**Do this:** How many lines in the records below contain the string "each"? Letter case matters; reply with the number alone.

Coordinate annotation records
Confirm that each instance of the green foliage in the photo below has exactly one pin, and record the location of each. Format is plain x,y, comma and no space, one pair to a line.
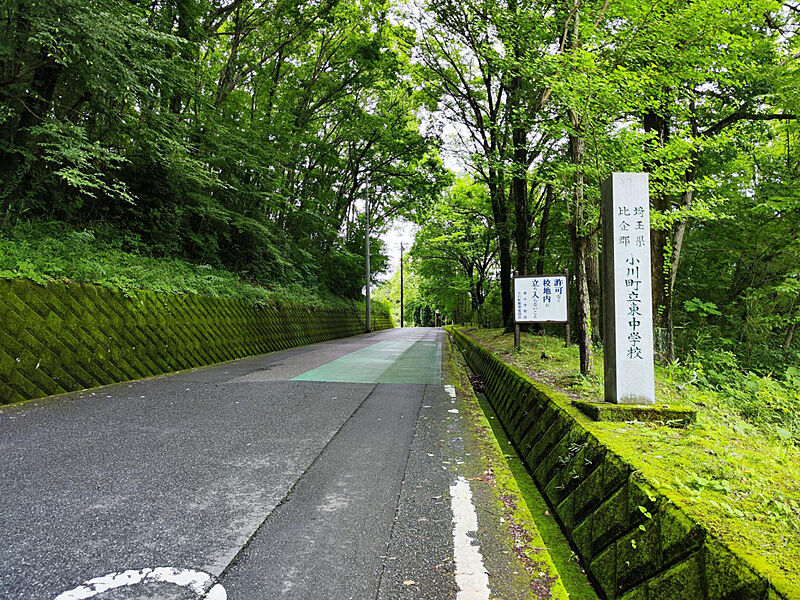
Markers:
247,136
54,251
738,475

--

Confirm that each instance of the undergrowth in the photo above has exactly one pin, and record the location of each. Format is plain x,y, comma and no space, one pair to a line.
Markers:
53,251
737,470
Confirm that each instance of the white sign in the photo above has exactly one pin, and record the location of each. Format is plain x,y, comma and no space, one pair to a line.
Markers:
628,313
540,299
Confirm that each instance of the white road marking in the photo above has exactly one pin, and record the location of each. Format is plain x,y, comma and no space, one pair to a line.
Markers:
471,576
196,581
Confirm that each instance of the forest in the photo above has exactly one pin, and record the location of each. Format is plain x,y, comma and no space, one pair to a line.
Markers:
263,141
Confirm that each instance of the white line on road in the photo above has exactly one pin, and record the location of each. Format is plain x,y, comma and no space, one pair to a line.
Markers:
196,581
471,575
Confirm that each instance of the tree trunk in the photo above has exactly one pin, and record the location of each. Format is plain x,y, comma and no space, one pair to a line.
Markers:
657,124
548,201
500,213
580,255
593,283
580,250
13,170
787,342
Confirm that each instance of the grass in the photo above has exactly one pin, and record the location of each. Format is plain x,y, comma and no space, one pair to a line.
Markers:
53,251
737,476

**Correct result:** 8